=== TEXT ===
Monday, 28 April 2008

Special Birds: Lesser Spotted Woodpecker

Europe's smallest woodpecker species is fairly common, in the right habitat, throughout the region. Lesser Spotted Woodpecker Dendrocopos minor is found in a wide range of broadleaved woodland types, including old forests, flood-plain woods and even parks and gardens, as long as there are good numbers of trees with dead snags. Being small it does not need the large boled trunks that some other woodpeckers need in which to locate their nesting holes. Often very slender trees are used as breeding and foraging sites, especially birches, alders and willows. The bird in the photo is a male: note the red crown. Females are totally pied, i.e. black and white with no red at all.

Monday, 21 April 2008

Destinations: Krka National Park, Croatia

The Krka National Park in Central Dalmatia (Croatia) lies along the scenic, often rushing Krka River. This is not an easy place to bird as access is limited to certain areas and "off the beaten track" exploration may mean finding yourself in an mine-field! Seriously, there are uncleared mined areas, some marked, some not, close to the park, so roads and clear tracks should not be left. Common birds include Yellow-legged Gull, Scops Owl, Cetti's and Subalpine Warblers, Spanish Sparrow, Blue Rock Thrush, Western Rock Nuthatch and Cirl and Corn Buntings. Pygmy Cormorants are increasing and with a little luck Rock Partridge and Rock Thrush can be seen. Raptors include Short-toed and Golden Eagles. The area lies just inland from Sibenik, an hour and a litle north of Split.
=== RECORD LIST ===
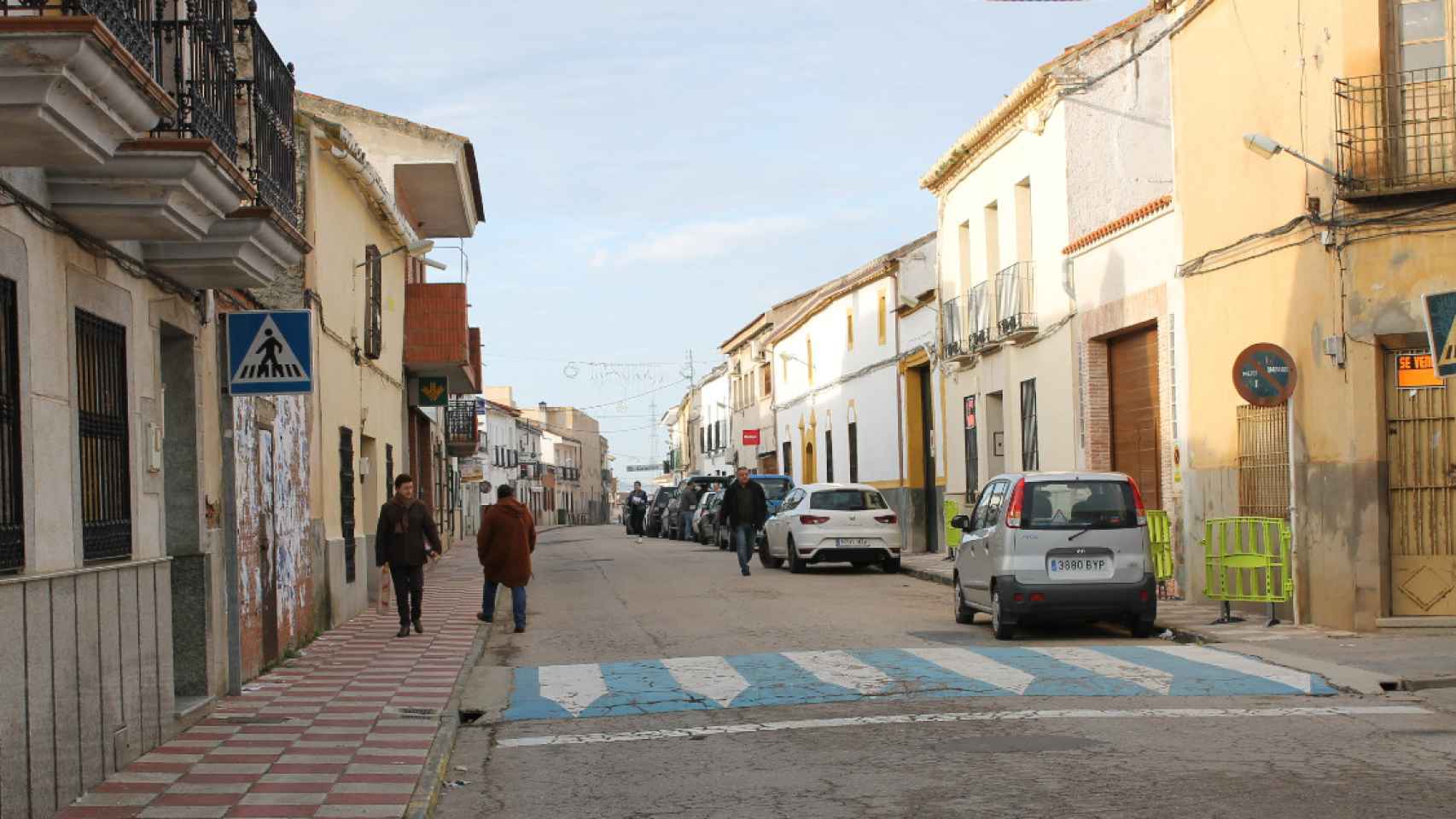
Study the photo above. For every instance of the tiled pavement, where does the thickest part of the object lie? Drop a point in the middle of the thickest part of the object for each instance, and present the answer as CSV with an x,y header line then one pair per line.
x,y
319,736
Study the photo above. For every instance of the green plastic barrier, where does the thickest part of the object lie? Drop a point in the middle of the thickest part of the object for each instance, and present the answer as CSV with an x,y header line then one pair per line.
x,y
1247,561
1161,538
952,536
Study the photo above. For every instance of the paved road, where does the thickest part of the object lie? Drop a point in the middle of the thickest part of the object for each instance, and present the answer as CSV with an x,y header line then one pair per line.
x,y
655,681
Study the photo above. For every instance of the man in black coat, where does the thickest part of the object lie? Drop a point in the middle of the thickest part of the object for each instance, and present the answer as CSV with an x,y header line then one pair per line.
x,y
744,508
405,526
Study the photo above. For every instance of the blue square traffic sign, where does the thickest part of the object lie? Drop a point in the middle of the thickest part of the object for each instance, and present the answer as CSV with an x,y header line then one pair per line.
x,y
270,352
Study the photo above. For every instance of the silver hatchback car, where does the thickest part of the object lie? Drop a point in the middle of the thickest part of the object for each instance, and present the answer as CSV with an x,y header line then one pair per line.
x,y
1056,546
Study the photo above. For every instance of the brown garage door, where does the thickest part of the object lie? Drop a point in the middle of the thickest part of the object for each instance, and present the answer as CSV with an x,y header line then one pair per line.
x,y
1133,379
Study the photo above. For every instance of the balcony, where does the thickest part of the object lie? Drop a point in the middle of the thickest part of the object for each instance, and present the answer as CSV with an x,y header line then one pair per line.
x,y
1395,133
1015,301
462,429
437,335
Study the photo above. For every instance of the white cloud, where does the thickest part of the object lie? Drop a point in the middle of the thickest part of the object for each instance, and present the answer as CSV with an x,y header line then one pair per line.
x,y
703,241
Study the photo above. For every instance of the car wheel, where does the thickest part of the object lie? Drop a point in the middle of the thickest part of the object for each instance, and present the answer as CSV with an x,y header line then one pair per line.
x,y
1000,629
797,563
964,614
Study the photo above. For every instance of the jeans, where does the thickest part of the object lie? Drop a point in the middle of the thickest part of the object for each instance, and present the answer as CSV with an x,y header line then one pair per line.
x,y
517,602
743,538
410,587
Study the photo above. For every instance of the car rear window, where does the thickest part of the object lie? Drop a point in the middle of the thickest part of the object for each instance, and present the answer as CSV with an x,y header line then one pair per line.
x,y
1079,505
847,501
773,488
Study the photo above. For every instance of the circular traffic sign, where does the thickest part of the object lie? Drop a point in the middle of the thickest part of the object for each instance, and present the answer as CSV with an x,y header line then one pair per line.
x,y
1264,375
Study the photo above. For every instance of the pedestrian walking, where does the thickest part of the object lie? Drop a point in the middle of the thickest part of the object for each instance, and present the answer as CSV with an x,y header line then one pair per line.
x,y
744,509
637,509
504,544
405,526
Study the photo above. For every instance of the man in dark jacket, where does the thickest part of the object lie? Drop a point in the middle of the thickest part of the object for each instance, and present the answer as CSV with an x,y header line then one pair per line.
x,y
744,509
405,526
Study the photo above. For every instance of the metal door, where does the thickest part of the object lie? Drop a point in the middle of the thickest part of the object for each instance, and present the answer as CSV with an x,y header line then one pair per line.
x,y
1421,425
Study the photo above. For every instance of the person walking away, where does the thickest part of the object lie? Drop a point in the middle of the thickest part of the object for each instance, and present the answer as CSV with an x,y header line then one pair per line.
x,y
637,509
405,526
504,544
686,502
744,509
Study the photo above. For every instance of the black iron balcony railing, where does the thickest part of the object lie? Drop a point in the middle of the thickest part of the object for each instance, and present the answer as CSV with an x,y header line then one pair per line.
x,y
128,20
1015,305
267,136
1396,133
952,320
193,47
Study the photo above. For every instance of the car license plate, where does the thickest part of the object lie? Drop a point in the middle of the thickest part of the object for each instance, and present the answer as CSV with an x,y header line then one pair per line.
x,y
1097,567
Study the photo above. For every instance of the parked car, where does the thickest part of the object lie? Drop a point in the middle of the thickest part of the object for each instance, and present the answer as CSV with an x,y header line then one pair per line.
x,y
833,523
653,526
673,518
1056,546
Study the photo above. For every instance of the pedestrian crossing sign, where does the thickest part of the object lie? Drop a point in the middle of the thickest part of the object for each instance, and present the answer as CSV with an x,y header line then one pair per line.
x,y
270,352
1441,325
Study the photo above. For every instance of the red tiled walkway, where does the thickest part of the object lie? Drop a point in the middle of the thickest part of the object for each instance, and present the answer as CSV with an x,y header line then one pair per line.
x,y
312,738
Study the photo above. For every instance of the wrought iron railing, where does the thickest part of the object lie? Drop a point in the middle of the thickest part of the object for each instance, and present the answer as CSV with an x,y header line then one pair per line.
x,y
1015,305
267,134
193,47
980,328
1395,133
128,20
952,320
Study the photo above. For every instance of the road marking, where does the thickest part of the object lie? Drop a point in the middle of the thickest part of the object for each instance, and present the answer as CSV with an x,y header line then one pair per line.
x,y
977,666
1297,680
709,677
963,717
839,668
573,687
1103,664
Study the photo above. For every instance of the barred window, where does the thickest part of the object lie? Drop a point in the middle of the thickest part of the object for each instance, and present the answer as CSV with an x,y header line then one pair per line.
x,y
105,439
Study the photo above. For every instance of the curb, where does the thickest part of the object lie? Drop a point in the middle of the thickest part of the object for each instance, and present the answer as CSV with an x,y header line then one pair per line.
x,y
427,787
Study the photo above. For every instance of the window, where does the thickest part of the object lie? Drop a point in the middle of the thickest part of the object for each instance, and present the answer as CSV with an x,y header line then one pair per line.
x,y
347,501
373,303
105,439
12,521
829,456
1029,460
===
*YOUR OBJECTIVE*:
Carry on the birding blog from its last sentence, in the same style. The listing is not needed for this work.

*RESULT FOR THIS TASK*:
Saturday, 12 April 2008

Special birds: Greater White-fronted Goose

Large numbers (100s of 1000s) of Siberian race Greater White-fronted Geese Anser albifrons albifrons spend their winters in eastern Europe. They roost on large reservoirs, lakes and fish-ponds and feed in the large crop fields that dominate many lowland areas. Most arrive in mid-October and leave in March. Though some stay into April. Local conditions - temperatures, food supply, hunting pressures - dicate local concentrations. In many places they are the most abundant wintering goose and flocks are always worth checking carefully for other goose species.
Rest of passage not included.